** start of Data to process **

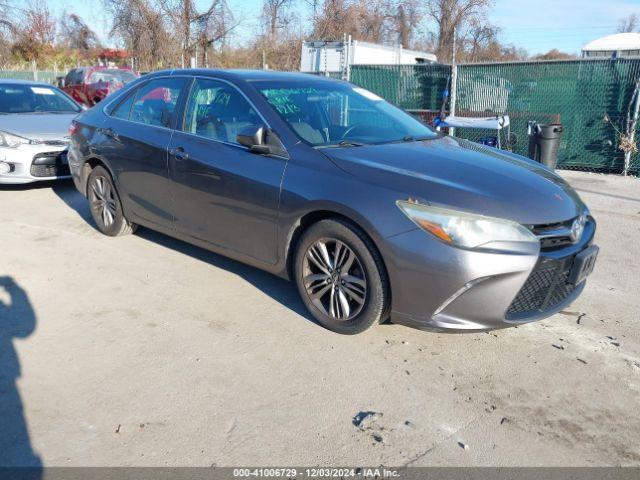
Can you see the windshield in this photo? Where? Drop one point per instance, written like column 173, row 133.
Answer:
column 23, row 98
column 113, row 75
column 339, row 114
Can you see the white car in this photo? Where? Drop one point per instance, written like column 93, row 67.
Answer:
column 34, row 128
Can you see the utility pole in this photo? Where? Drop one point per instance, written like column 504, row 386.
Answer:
column 454, row 83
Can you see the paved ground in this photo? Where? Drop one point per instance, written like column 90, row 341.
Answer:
column 143, row 350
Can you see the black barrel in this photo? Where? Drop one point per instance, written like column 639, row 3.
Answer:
column 544, row 141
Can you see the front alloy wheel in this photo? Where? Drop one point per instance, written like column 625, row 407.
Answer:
column 341, row 277
column 334, row 279
column 105, row 205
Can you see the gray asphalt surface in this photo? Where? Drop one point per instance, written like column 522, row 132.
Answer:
column 143, row 350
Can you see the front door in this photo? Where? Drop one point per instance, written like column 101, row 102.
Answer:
column 224, row 194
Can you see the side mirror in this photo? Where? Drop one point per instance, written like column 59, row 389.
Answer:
column 253, row 137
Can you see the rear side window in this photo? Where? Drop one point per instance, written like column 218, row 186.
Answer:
column 153, row 103
column 124, row 109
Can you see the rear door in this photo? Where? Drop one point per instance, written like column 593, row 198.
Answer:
column 223, row 193
column 135, row 139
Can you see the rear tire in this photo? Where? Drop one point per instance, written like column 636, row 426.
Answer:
column 341, row 277
column 105, row 205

** end of Data to process **

Do this. Repeat the records word for word, starting with the line that contains "Can you see the paved" and going on through the last line of the records.

Task solution.
Can you see the paved ground in this photo? Where? Drop one point per instance, written like column 90, row 341.
Answer:
column 143, row 350
Can you see the black barrel in this photo? Where? Drop one point per instance, written like column 639, row 3.
Answer:
column 544, row 141
Can you see the front alloy wheel in this photo? Where? Drop one point per instance, written like column 625, row 407.
Answer:
column 341, row 277
column 334, row 279
column 105, row 205
Can you see the gray asphalt surface in this photo? Where? Drop one point per instance, written like column 522, row 132.
Answer:
column 143, row 350
Can you see the front door in this photo? Where? Drop one point per instance, written like column 101, row 102.
Answer:
column 224, row 194
Can you see the side mirror in this photo? Where? Drop one point per instance, written like column 59, row 389.
Answer:
column 253, row 137
Can you see the rear side window in this photo? Where? Drop one point per instance, written like column 218, row 186.
Answer:
column 153, row 103
column 124, row 109
Can you see the rear door in this photo? Where? Drop one point per instance, written like column 593, row 198.
Answer:
column 223, row 193
column 135, row 139
Can you see the rear tire in this photo? Where? Drop one point per instance, written like column 636, row 426.
Answer:
column 341, row 277
column 105, row 205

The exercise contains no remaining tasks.